Enablement and Constraint

  • Henry M. Wellman


A general issue for understanding development concerns the interplay between enablement and constraint, gains and losses. Notions of expertise provide one framework commonly used to consider such questions. For example, notions of expertise often underpin Baltes’s lifespan metatheory with its emphasis on gains and losses and on the tradeoffs between selection and optimization. Three features often come to the foreground, if one thinks of cognitive development in terms of acquiring expertise: (1) the domain-general character of initial learning processes, (2) a presumed developmental shift from an amassed set of facts and experiences to a derived set of abstract principles, and (3) the expectation that more practice and more experience lead to more knowledge and that more knowledge leads to more powerful learning. All of these expectations are challenged by features of early cognitive development. While early cognitive development does encompass the accumulation of knowledge and skill in ways that meet these expectations, it also profoundly manifests (1) domain-specific inital learning states and mechanisms, (2) abstract frameworks of understanding that precede and shape the accumulation of bodies of more specific knowledge rather than being derived from them, and (3) learning mechanisms and trajectories where less is more. In this chapter, I discuss these features of early development as a way to contribute to a lifespan metatheory that comprehensively encompasses the full scope of cognitive development. I argue, among other things, that a comprehensive understanding of cognitive development may need to be especially informed by developments at both extremes of the life courseearly childhood and late life.

In limitations he first shows himself the master. (Goethe, as quoted in Bartlett 1992) —Goethe (1802)

A general issue for understanding development concerns the interplay between enablement and constraint, plasticity and fixedness. Conceivably, development could move simply from plasticity to fixity, from potential to accomplishment. At times, scholars and researchers interested in early periods of the lifespan—infancy and childhood—have written and acted as if development was unidirectional in this fashion. But this is simplistic, as Baltes’s lifespan proposals make clear. In particular, Baltes’s metatheoretical perspectives—especially those on gains and losses and on selective optimization with compensation—emphasize some of the intricate interrelations and balances between enablement and constraint. At the very least, to optimize some performance, capacity, or skill requires selection of a focus for resources and efforts, and since resources are inevitably limited, such selection breeds losses as well as gains. To use an economic metaphor, each developmental advance entails opportunity costs (alternatives not invested in; see Behrman, this volume); to use a poetic metaphor, each developmental path necessitates “a road not taken.”

## MATERIAL
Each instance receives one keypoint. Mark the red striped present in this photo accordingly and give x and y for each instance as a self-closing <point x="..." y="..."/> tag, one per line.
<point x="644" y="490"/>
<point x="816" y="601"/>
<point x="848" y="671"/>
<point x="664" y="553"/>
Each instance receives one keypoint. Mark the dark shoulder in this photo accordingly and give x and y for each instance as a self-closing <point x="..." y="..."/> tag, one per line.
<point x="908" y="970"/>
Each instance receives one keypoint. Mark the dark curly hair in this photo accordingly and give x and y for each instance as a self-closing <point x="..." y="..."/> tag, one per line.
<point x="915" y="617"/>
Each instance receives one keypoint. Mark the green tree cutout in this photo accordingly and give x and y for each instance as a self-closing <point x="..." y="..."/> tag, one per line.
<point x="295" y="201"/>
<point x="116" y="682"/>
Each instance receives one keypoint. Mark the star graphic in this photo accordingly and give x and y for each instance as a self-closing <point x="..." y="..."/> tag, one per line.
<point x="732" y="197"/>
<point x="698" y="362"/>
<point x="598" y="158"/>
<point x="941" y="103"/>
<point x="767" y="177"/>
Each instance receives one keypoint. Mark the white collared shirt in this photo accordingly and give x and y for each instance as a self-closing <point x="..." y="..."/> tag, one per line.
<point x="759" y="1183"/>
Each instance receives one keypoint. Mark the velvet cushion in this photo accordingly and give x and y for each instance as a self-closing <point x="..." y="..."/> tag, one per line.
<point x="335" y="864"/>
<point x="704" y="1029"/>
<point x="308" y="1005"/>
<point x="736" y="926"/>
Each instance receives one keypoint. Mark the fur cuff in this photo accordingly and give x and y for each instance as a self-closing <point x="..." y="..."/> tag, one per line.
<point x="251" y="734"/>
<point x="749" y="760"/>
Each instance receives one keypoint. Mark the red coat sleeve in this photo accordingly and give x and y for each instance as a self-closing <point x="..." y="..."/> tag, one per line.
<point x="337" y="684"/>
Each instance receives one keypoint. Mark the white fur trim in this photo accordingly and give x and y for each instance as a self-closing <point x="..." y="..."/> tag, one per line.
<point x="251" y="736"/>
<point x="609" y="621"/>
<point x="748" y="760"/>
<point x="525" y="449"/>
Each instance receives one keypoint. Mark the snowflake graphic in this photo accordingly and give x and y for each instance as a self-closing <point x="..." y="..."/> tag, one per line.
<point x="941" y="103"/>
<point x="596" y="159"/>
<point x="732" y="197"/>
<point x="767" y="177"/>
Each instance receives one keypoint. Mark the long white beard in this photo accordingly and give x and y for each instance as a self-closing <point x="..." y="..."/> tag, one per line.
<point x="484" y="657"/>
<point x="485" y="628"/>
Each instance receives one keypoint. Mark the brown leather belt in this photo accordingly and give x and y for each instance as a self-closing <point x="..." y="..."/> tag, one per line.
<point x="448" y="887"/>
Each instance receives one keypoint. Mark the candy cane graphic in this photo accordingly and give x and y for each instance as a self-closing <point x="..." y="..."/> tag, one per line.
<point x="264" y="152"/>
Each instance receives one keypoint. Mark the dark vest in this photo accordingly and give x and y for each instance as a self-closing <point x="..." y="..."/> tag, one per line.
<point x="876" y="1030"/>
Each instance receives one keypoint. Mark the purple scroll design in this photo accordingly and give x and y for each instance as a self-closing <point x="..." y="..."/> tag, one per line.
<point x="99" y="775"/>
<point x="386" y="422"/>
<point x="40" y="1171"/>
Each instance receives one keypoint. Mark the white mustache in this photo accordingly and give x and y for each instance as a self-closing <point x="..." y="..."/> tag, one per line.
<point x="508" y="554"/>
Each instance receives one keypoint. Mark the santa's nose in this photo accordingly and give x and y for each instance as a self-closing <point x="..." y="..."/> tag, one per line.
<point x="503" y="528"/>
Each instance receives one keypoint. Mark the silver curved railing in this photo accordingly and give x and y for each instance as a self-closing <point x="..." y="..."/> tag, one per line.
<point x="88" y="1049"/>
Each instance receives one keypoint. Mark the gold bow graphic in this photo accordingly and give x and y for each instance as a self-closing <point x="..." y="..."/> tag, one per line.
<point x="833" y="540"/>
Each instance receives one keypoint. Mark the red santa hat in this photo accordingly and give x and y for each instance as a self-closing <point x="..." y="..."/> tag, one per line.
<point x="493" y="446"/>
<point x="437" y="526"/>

## JOB 1
In the passage on enablement and constraint, which economic term does it use for the alternatives not invested in when a developmental advance is made?
## JOB 2
Continue the passage on enablement and constraint, starting right after its final sentence.

## WRITTEN RESPONSE 1
Opportunity costs.

## WRITTEN RESPONSE 2
A third perspective that underpins Baltes’s writings, including the target article, is that of expertise (see also Salthouse, this volume). Humans acquire knowledge and skill over the lifespan: most contemporary Western adults, for example, acquire considerable, albeit commonplace, expertise in reading or in driving cars. Scientists and engineers, skilled traditional wayfarers or master herbalists, acquire more individualized, specialized expertises. The achievement and maintenance of commonplace and specialized expertise is an ever-present task. Thus, Baltes’s example of Arthur Rubenstein focuses not only on selection, optimization, and compensation but on expertise, in this case maintaining expert piano playing. Notions of expertise help frame and articulate relationships between gains, losses, selection, and optimization. One relation between gains, losses, and expertise is alluded to in the epigram by Goethe that begins this chapter; another is parodied in the saying that “an expert is someone who knows more and more about less and less.”

How can we conceptualize the interplay between gains, losses, and expertise as knowledge and skill wax and wane over the life course? Baltes’s examples and analyses focus on adult cognitive development. Over the last 15 years, researchers interested in early cognitive development have wrestled with parallel issues. One of my aims in this chapter is to focus on early development by way of endorsing a comprehensively lifespan perspective on cognitive development; every person who lives to late life was once a young child. Another aim is to consider more closely the notion of expertise as a metatheoretical construct for thinking about gains and loses, about enablement and constraint. I believe that background assumptions about the acquisition of expertise often shape our theories and discussions of cognitive development, but these expectations can prove misleading for understanding certain crucial aspects of early development. They may also mislead us for understanding development more generally.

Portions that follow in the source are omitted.